(Beginning of Data supplied)

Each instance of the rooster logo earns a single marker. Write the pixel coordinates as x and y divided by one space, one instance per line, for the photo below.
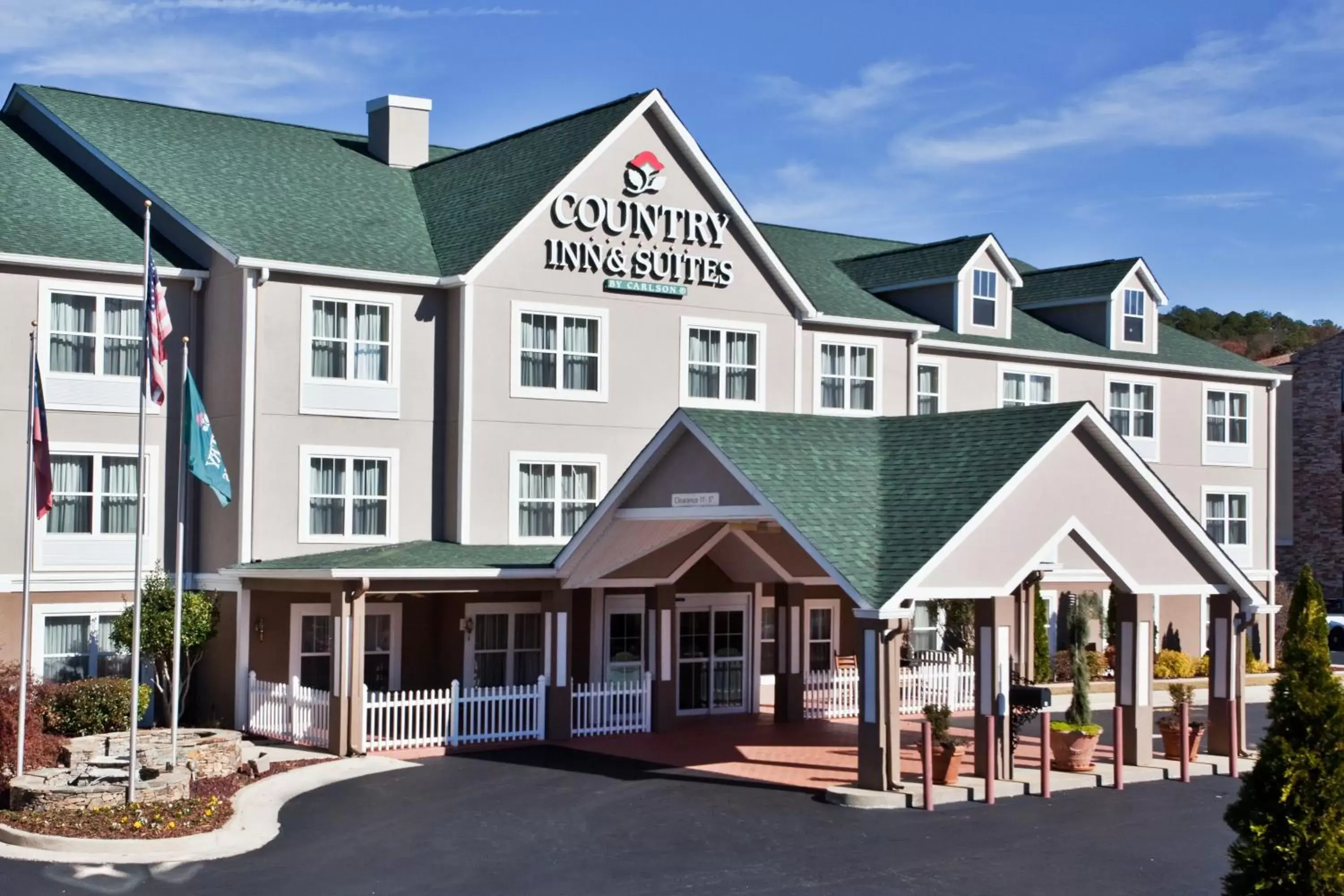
642 175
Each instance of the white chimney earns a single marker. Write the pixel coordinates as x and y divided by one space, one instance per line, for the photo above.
398 129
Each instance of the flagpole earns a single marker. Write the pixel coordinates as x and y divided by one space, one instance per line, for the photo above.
132 770
182 526
26 626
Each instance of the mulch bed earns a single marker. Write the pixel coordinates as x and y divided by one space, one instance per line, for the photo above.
207 809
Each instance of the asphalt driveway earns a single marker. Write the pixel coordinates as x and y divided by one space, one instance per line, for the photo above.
547 820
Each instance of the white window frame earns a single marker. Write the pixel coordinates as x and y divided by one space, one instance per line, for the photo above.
37 655
558 392
1027 370
738 327
1241 554
847 345
1228 453
515 458
151 488
1125 315
1146 448
976 296
394 365
941 396
299 610
349 454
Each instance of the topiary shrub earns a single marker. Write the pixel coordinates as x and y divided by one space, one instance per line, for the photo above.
92 707
1174 664
1291 809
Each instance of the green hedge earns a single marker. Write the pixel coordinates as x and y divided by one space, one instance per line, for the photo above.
92 707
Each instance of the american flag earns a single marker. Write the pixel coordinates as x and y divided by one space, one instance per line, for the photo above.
159 327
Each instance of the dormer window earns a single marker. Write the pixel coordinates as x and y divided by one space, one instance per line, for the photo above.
984 297
1133 316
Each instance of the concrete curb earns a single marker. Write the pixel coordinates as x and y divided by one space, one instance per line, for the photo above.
254 824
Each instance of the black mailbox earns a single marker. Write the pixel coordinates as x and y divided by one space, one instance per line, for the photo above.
1030 696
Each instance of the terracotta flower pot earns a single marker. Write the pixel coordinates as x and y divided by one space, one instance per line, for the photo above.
1171 741
947 763
1072 750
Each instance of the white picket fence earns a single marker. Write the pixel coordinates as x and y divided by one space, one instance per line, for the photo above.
831 695
453 716
611 707
288 711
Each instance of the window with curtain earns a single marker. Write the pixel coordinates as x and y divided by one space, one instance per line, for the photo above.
984 297
351 340
95 335
93 493
1226 517
560 353
349 496
1022 390
554 499
722 365
1226 418
1132 409
1133 316
929 389
849 377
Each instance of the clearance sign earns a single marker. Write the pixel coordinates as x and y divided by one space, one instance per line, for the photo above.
679 236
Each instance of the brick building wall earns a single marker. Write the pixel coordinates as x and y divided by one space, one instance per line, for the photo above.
1318 468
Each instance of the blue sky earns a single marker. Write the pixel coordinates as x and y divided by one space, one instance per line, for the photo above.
1206 138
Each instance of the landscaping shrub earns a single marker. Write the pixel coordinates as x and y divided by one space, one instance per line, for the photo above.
1291 809
92 707
1174 664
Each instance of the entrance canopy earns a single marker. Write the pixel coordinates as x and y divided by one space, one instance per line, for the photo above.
898 509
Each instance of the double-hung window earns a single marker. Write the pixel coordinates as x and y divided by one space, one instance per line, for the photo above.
984 297
349 495
722 365
1022 389
560 353
849 378
929 389
1133 316
553 496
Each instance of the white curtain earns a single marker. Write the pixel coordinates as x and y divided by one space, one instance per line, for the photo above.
741 373
537 500
581 342
119 495
123 327
330 339
703 357
373 343
327 496
72 485
370 487
72 334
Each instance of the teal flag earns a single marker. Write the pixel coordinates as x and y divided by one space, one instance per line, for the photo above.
203 457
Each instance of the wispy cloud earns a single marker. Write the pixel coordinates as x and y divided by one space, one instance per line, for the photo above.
878 85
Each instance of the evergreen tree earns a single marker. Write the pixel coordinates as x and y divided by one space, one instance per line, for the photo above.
1289 816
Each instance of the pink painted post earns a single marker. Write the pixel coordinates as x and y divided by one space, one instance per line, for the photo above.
991 771
926 754
1045 754
1185 742
1120 746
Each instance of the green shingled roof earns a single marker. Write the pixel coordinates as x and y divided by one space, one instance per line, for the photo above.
53 209
1074 281
879 496
913 264
418 555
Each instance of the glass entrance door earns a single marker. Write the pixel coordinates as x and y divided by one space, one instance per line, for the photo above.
711 660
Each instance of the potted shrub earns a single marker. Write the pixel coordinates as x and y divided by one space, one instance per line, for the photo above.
948 750
1074 739
1170 726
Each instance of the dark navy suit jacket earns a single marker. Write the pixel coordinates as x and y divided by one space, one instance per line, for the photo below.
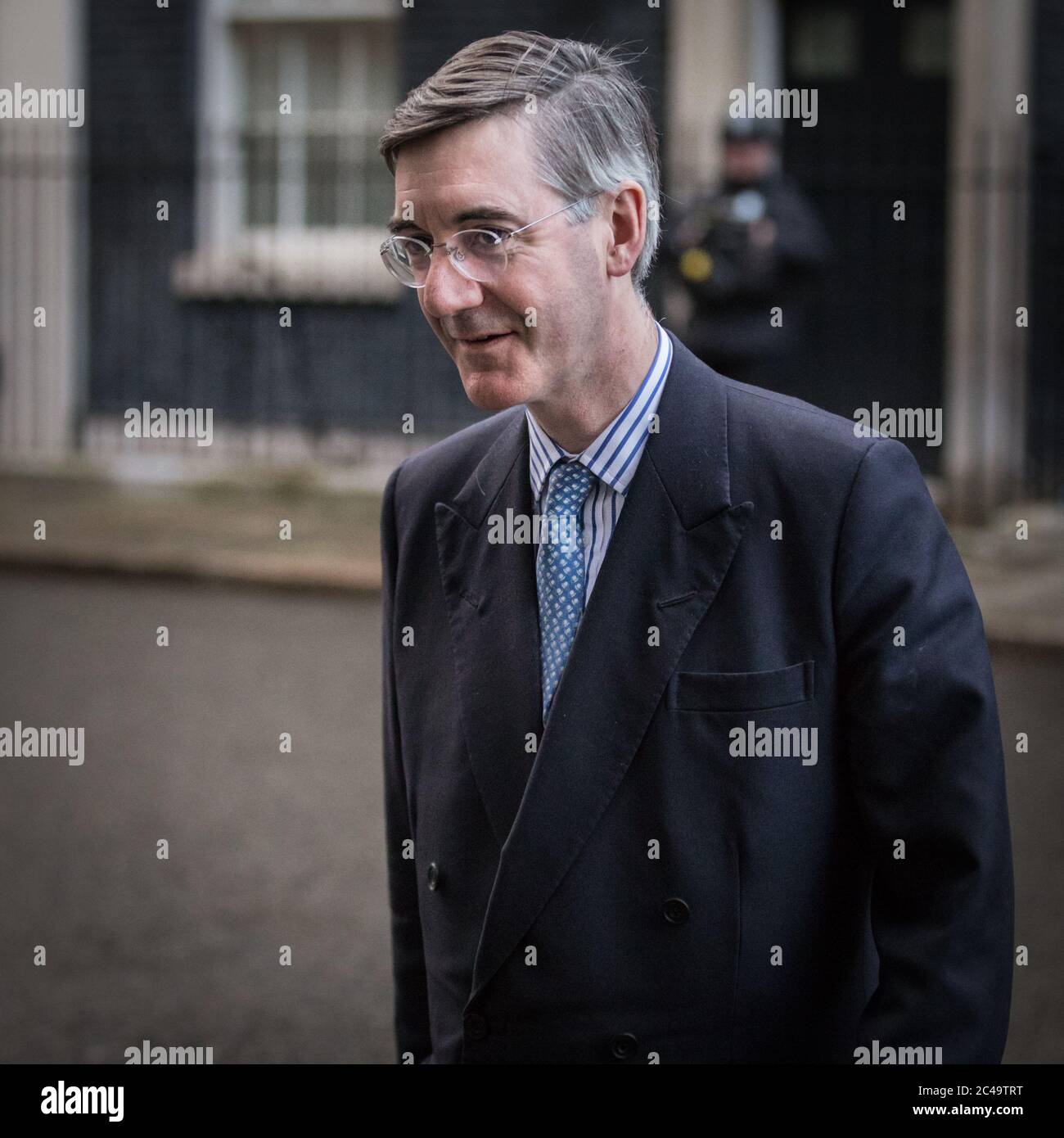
621 886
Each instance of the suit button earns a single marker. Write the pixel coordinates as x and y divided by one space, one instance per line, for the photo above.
675 910
476 1026
623 1046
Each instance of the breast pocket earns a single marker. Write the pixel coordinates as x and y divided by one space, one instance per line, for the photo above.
740 691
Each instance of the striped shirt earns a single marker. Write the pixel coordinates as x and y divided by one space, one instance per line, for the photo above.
612 458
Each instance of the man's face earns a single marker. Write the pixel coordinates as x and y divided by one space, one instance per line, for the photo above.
452 178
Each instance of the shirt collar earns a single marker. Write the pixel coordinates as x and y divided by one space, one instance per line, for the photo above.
615 454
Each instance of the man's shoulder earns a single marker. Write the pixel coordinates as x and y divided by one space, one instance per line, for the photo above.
816 453
757 408
440 470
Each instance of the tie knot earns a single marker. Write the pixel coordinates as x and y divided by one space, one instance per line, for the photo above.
569 485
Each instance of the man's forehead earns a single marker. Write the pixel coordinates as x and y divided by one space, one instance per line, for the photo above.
457 169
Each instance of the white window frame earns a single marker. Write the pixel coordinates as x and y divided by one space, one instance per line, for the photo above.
289 261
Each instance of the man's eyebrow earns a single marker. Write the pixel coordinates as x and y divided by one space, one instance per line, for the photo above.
477 213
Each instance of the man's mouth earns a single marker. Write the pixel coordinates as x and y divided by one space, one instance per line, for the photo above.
485 339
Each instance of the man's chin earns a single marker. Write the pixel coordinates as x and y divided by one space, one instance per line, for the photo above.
493 391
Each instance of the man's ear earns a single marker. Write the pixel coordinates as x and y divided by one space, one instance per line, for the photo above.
626 215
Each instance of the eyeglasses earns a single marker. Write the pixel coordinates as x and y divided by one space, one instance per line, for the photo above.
480 254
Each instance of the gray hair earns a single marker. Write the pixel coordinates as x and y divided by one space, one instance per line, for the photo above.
593 126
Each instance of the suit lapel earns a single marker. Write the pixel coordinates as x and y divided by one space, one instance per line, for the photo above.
674 542
490 593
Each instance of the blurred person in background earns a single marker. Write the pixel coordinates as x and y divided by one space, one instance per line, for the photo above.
742 248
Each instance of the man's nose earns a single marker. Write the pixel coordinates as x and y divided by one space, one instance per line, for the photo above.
446 291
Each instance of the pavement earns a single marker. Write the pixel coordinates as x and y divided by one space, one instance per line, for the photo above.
228 528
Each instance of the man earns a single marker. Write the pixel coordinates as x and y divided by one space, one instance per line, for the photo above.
713 774
741 248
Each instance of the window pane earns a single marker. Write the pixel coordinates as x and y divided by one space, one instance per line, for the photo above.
926 43
825 43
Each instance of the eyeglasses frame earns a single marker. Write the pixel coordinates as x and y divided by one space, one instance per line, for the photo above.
452 251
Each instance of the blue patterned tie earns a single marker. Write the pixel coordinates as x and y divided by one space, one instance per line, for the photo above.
560 571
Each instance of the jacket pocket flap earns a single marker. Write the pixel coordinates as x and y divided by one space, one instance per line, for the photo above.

(End of Data supplied)

→ Exercise brief: Every record must be returned exactly. Leave its pictures out.

→ Answer to the exercise:
Each instance of the rooster logo earns a single marker. Write the pixel coordinates as x and y divided by one space, one instance per line, for the photo below.
642 175
Each instance of the white chimney earns a single marker. Write the pixel coordinates as x and y divided by one space, one instance per line, for the photo above.
398 129
Each instance of the flagpole earns a single marker. Write the pixel coordinates as x and y divided by one space, one instance per line, for the photo above.
132 770
182 526
26 626
Each instance of the mulch bed earns a single marker. Write the pixel coordinates as x and y divided by one space, one instance per line, for the photo above.
207 809
Each instance of the asphalt driveway earns a single marker. Write the pixel coordinates as x and y divided by one space, one instance per line, for the photo above.
547 820
Each instance of the white window frame earns a single marker. Write the pixel coordinates as x and y divided by one space, one instance per line, for the photo above.
37 655
558 392
1027 370
738 327
1241 554
847 345
1228 453
515 458
151 488
1125 315
1146 448
976 296
394 365
941 396
299 610
349 454
Each instance of the topiary shrub earns a single marker. Write the pixel coordinates as x and y divided by one space, one instance per line, for the photo above.
92 707
1174 664
1291 809
Each instance of the green hedge earns a single marker. Write the pixel coordinates as x and y divided by one space, one instance per line, for the photo above.
92 707
Each instance of the american flag earns a single marker. Write the pixel coordinates as x and y divided by one space, one instance per line, for the photo above.
159 327
Each instance of the dormer window earns a single marker. Write the pixel coordinates as x and y divided by one space, one instance per line, for the photo above.
984 297
1133 316
Each instance of the concrete curb earns a single marker. Write the pixel coordinates as x and y divided by one space, one instance per line, for the photo above.
254 824
Each instance of the black mailbox earns a single marker. Write the pixel coordinates as x and y divided by one space, one instance per line, for the photo above.
1030 696
Each instance of the terracotta flower pot earns a single marker. Write the pixel coordinates as x and y divided by one space, one instance per line, for the photo above.
1171 741
947 763
1072 750
Each instance of the white picket fence earns a single marker. Write the pixel coordinates as x and y divided by one space, one instance per line, for the photo above.
831 695
453 716
611 707
288 711
Each instance of the window with curtain earns a single marker. Write the pixel coordinates as x and y divided by one space, one instance per line, for the photo above.
984 297
351 340
95 335
93 493
1226 517
560 353
349 496
1022 390
554 499
722 365
1226 418
1132 409
1133 316
929 389
849 377
Each instance of the clearance sign earns a single marker. Write the pixel coordinates as x and y divided by one space, one instance per line, for the photo above.
679 236
Each instance of the brick building wall earns a single marker. Write the pixel coordinates as x and y divided by one space, one instance per line, for the photo above.
1318 468
Each instance of the blue sky earns a single marker. Write the pixel coordinates as x and y divided by one space, one instance per line, for the photo above.
1206 138
Each instance of the landscaping shrub earns a single marker. Write the pixel coordinates as x and y divided by one space, one instance per line, for the photo above.
1291 809
92 707
1174 664
Each instance of the entrance canopy earns a single marker. Write the pixel coordinates as x and y divided by one space, one instance per line, for the photo above.
898 509
Each instance of the double-hung window earns a single marker. Write the pixel coordinates as x and y divided by one space, one instance per line, for the photo above.
984 297
349 495
722 365
1022 389
560 353
849 378
929 389
1133 316
553 496
Each instance of the white curtain earns a single marker. Write the pixel coordinates as x and y divided by one space, one instance per line, for the photo above.
741 373
537 500
581 342
119 495
123 327
330 339
703 357
373 343
327 496
72 485
370 487
72 334
Each instance of the teal flag earns a single marker. Write the pixel coordinates as x and y divided by one space, one instance per line, for the photo above.
203 457
Each instance of the wispy cloud earns a single marker. Write the pixel coordinates as x and y divided by one space, one instance per line, for the photo above.
878 85
Each instance of the evergreen tree earns a single marker. Write the pixel coordinates as x and y divided by one space, one instance per line, for the photo above.
1289 816
Each instance of the pink painted post earns a single marker. Write the pixel coordinates as x and y divided by one space, one instance per line, for the photo above.
991 771
926 754
1045 754
1185 742
1120 746
Each instance of the green shingled roof earns a single marker. Write the pixel coordinates as x and y divided by one space, one instance per line, for the photo above.
53 209
1074 281
879 496
913 264
418 555
Each instance of the glass entrance door earns a single marker. Write the pixel coordinates as x and y divided by one space, one instance per line, for the photo above.
711 660
Each instance of the potted shrub earns a single marker. Write the pixel coordinates as x and y divided by one space, one instance per line, for the photo above.
948 750
1074 739
1170 726
Each instance of the dark navy suit jacket earns a single marker. Write the pixel coordinates as x and y divided by one space, one instance per line, for the photo below.
621 886
Each instance of the suit button earns a single marker. Write the pixel coordinates as x and y divided by one space, one instance per line, for the photo above.
675 910
476 1026
623 1046
Each instance of the breast pocket earns a single marker. Write the pixel coordinates as x and y divided by one space, one instance per line, for the photo above.
740 691
Each instance of the striped shirt earns a single marker. Write the pixel coordinates as x and y divided by one space, one instance per line, for the photo above.
612 458
Each instance of the man's face earns a single marker. Write the pixel coordinates as x and y divided by one space, one instance per line, for the photo above.
452 178
Each instance of the shirt collar earns a single marker. Write the pixel coordinates as x and y divided by one space, one instance per line, for the photo above.
615 454
Each instance of the man's shoulder earns a single marker. Write the pixel coordinates as x and y divided by one space, one instance per line, for the photo above.
816 453
757 408
440 470
Each instance of the tie knot earns a single marker. Write the pixel coordinates as x and y divided by one space, one instance per line, for the photo above.
569 485
Each instance of the man's forehead earns a single marker. Write the pixel coordinates as x and y divided by one space, one instance per line, for the photo above.
457 169
Each instance of the white window frame earns a single marker. Write the pixel coordinates as x and y divided by one space, one instance per line, for the photo above.
289 261
Each instance of the man's eyebrow earns a single marker. Write the pixel coordinates as x and y divided by one space, one instance per line, for the photo above.
477 213
Each instance of the man's mouth earns a single marker. Write the pixel coordinates as x and y divided by one space, one instance per line, for the photo above.
485 339
Each instance of the man's chin earns a single marker. Write the pixel coordinates as x and y divided by one space, one instance per line, for the photo above.
493 391
Each instance of the man's ear earns a single marker. Write the pixel coordinates as x and y divided by one space, one instance per line, for the photo above.
626 215
Each instance of the eyeglasses earns a single marker. Write the pixel coordinates as x and y divided by one space, one instance per line, for the photo above.
480 254
Each instance of the gray hair earns a single marker. Write the pixel coordinates as x and y divided by one space, one instance per line, for the photo above.
593 126
Each instance of the suit lapel earns a single marker. Write the pixel coordinates as x and y divided by one space, one instance per line, for the photo above.
674 542
490 593
Each instance of the blurred person in background earns a single marker. Write the pixel coordinates as x and y divided by one space, one instance per line, for the photo above.
742 248
Each instance of the man's nose earns a single marker. Write the pixel coordinates as x and y divided by one space, one instance per line, for the photo above.
446 291
Each instance of the pavement earns a single marker. Write the pixel coordinates as x and y divided by one space, one instance per line, for the photo above.
228 528
Each instance of the man earns a single marker. Write the pixel coordinates as x and y divided by one space, one instance per line, for the photo above.
713 774
741 248
Each instance of the window pane earns a single marker. Write the pixel coordinates as x and y divided by one space, one instance per line, for the photo above.
926 43
825 43
Each instance of the eyeglasses frame earns a single marker. Write the pixel coordinates as x and y divided by one space, one instance per line, for the photo above.
452 251
Each instance of the blue patterned tie earns a single marker. Write the pixel coordinates as x and y divided by one space, one instance per line, for the photo above.
560 571
Each instance of the jacket pocket flap earns a single marker. Write the pixel coordinates as x and y divided by one space, one instance per line, for the photo above.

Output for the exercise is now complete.